====== Source material

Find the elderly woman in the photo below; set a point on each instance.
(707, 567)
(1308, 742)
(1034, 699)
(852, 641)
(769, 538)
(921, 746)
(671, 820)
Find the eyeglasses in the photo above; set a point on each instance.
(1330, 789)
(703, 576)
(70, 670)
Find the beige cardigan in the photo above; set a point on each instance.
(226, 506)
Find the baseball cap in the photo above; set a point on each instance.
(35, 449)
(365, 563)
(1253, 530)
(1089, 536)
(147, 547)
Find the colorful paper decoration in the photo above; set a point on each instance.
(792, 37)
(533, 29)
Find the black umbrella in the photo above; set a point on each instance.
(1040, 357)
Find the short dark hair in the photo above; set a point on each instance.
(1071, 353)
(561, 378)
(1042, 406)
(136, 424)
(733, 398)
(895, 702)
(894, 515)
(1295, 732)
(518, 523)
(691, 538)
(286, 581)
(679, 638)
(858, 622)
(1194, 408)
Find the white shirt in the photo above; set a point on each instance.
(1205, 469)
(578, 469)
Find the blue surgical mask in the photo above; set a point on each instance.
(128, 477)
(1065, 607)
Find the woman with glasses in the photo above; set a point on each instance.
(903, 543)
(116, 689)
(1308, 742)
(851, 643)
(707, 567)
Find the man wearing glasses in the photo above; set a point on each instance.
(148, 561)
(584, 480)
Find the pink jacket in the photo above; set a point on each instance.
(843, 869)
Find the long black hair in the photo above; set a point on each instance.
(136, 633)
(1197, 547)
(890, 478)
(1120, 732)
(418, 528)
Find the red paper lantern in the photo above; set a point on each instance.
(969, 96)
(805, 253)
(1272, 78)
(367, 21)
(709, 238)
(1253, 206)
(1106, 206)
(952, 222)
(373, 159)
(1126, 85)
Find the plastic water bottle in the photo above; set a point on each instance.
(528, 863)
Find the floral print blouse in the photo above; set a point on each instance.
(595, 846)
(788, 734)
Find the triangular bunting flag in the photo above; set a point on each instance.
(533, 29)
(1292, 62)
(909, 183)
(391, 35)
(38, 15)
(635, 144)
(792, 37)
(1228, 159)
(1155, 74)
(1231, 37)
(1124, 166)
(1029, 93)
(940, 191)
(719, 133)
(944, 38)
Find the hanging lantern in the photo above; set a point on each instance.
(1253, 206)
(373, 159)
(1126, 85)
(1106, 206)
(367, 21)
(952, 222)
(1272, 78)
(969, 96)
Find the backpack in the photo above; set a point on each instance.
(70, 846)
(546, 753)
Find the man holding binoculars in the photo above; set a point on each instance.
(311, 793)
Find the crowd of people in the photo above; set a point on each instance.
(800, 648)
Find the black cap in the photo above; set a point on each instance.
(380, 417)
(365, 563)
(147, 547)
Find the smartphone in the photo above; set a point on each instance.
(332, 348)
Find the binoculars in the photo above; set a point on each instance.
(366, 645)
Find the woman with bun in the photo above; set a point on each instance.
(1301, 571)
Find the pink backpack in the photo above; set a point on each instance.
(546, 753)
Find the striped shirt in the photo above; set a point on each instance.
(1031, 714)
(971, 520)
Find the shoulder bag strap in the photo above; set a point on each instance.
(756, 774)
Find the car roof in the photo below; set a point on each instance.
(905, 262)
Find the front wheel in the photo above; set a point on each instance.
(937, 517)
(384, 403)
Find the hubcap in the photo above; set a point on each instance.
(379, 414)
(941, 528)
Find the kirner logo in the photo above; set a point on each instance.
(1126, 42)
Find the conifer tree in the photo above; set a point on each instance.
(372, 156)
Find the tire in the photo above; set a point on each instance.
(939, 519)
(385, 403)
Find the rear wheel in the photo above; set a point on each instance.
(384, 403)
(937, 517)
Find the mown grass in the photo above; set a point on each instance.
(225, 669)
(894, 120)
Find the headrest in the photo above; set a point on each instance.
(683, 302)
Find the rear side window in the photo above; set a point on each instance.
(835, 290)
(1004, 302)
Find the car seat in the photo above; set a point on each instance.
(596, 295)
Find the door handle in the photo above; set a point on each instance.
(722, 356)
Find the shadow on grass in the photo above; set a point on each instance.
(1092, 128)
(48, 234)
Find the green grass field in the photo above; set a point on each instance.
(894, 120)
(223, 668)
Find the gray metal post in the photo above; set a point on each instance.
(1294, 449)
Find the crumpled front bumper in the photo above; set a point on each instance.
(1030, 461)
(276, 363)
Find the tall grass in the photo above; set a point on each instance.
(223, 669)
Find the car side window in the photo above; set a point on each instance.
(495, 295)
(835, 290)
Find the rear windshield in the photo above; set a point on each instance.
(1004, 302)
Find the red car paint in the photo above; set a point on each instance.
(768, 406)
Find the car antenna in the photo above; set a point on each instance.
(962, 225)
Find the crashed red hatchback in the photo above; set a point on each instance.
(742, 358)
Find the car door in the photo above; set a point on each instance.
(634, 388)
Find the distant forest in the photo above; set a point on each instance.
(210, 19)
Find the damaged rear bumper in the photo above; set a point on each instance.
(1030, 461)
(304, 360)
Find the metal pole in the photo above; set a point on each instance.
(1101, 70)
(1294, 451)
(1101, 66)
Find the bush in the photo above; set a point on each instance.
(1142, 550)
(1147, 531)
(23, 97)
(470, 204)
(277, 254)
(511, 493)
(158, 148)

============
====== Source material

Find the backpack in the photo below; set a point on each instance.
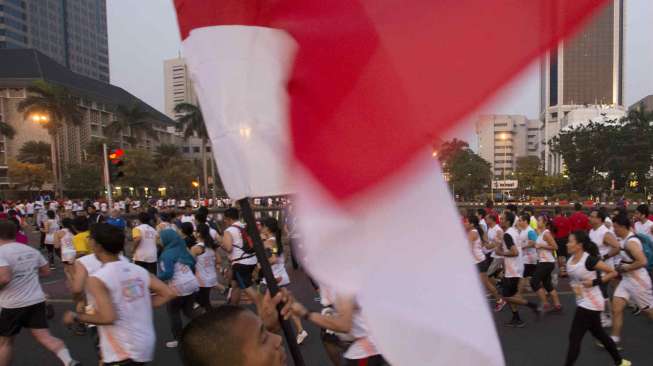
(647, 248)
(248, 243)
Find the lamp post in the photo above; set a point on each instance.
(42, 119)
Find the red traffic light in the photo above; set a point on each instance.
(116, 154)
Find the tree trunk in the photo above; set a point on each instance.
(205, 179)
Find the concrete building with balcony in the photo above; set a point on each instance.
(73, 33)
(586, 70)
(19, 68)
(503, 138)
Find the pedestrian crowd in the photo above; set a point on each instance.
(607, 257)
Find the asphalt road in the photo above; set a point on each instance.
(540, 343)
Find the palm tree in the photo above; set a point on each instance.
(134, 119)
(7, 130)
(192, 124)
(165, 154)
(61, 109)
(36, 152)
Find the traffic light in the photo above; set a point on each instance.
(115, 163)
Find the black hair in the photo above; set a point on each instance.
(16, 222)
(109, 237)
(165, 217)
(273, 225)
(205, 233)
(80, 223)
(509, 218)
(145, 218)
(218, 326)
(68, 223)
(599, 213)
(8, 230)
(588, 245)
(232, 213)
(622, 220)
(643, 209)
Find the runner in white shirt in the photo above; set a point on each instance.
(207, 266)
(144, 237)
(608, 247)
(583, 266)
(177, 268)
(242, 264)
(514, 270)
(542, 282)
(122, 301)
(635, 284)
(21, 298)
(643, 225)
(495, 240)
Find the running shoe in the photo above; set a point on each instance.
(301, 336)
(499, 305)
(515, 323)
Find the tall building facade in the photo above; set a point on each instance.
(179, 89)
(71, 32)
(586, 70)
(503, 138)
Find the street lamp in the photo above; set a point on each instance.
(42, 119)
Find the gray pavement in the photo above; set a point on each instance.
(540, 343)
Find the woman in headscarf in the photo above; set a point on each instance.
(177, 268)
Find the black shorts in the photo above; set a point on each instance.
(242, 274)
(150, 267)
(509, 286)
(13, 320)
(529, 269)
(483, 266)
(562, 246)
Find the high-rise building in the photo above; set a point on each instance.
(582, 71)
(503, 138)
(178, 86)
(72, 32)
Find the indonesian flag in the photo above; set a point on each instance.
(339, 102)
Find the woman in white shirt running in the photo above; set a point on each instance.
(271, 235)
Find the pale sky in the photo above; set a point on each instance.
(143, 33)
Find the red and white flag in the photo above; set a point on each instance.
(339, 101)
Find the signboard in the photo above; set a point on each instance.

============
====== Source material

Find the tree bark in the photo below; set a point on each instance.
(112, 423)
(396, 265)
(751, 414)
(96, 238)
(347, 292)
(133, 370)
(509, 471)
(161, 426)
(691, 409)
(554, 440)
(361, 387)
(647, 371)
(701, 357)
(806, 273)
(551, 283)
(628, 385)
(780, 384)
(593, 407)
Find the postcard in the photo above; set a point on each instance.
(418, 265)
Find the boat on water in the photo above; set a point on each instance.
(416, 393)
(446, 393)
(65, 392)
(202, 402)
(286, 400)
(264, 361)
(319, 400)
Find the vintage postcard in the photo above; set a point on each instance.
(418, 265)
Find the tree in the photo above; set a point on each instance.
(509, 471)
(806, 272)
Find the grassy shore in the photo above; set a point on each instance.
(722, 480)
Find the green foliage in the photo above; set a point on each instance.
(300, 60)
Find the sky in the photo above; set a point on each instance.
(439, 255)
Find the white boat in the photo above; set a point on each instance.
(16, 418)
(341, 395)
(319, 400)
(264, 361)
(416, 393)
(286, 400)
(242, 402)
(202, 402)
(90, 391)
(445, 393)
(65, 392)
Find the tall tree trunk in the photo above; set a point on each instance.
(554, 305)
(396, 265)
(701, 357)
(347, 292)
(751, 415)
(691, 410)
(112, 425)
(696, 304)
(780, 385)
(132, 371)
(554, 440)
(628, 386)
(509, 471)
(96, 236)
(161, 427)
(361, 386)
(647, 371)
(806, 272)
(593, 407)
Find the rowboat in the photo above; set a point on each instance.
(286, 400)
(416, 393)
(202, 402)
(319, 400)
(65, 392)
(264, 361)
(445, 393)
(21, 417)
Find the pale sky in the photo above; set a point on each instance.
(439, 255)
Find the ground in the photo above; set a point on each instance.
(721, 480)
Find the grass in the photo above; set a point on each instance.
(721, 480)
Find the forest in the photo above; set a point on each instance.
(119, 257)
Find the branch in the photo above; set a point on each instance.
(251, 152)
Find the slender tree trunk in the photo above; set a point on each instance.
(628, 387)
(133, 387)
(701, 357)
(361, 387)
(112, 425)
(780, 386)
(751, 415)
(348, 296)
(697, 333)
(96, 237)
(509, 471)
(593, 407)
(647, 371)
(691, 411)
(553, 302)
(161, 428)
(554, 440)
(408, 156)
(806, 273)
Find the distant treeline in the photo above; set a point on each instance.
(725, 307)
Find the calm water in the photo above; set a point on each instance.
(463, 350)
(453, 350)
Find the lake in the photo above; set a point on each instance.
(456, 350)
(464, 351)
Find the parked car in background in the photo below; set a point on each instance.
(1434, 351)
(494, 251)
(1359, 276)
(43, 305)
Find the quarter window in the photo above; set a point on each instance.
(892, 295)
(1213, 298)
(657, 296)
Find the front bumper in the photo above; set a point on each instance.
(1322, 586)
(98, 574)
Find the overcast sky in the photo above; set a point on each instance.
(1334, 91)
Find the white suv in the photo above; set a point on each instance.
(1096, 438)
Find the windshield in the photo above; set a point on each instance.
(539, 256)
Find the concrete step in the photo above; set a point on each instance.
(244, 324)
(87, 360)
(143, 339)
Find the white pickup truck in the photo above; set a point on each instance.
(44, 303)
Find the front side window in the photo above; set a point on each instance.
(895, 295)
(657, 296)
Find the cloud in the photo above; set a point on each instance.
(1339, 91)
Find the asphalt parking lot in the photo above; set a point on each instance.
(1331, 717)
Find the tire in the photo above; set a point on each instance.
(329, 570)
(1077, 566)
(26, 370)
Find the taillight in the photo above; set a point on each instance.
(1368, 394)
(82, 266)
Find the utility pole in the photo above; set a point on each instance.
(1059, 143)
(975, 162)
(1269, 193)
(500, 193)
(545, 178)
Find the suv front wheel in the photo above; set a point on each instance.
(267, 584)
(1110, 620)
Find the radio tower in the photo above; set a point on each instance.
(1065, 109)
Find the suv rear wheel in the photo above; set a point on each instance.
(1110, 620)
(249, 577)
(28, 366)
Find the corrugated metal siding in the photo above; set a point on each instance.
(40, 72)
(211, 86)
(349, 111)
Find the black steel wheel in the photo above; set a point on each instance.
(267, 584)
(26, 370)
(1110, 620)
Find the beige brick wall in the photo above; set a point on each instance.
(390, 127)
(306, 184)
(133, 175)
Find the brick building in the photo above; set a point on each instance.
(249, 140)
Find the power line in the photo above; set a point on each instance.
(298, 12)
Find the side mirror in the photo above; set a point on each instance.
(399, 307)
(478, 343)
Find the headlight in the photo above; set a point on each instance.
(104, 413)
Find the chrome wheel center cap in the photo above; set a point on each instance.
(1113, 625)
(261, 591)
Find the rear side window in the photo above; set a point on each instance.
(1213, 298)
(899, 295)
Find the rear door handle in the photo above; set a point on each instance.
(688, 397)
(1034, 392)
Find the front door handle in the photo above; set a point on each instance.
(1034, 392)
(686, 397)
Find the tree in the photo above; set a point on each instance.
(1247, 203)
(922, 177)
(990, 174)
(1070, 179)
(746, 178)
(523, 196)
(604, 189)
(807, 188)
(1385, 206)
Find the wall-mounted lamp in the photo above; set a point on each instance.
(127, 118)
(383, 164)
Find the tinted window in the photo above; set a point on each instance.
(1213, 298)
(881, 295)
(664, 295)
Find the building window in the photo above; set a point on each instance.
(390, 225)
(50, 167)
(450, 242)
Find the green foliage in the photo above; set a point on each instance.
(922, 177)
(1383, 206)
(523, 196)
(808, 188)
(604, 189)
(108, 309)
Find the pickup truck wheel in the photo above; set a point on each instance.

============

- [Task prompt]:
Shift the coordinates in the material between the lines holding "Find the elderly" and "(1040, 357)", inclusive, by adding 23 to every number. Reproduce all of those lines in full, requests included.

- [Output of the task]:
Find the elderly woman in the photo below; set a point on each instance.
(730, 590)
(1331, 765)
(1057, 722)
(875, 664)
(792, 561)
(944, 769)
(694, 843)
Find the eyeglasses in the photo above; set a point on each instance.
(1353, 812)
(726, 599)
(93, 693)
Find the beige cardigan in the photo above; set a point on each instance.
(249, 529)
Find the baseball cap in the photo above; set a point on each instance.
(58, 472)
(388, 586)
(1276, 553)
(1112, 559)
(170, 570)
Find the colorful paper decoration in the photo above; set a point on each instance.
(815, 60)
(556, 52)
Find the black umbrella in the photo above; set a point on each instance.
(1063, 380)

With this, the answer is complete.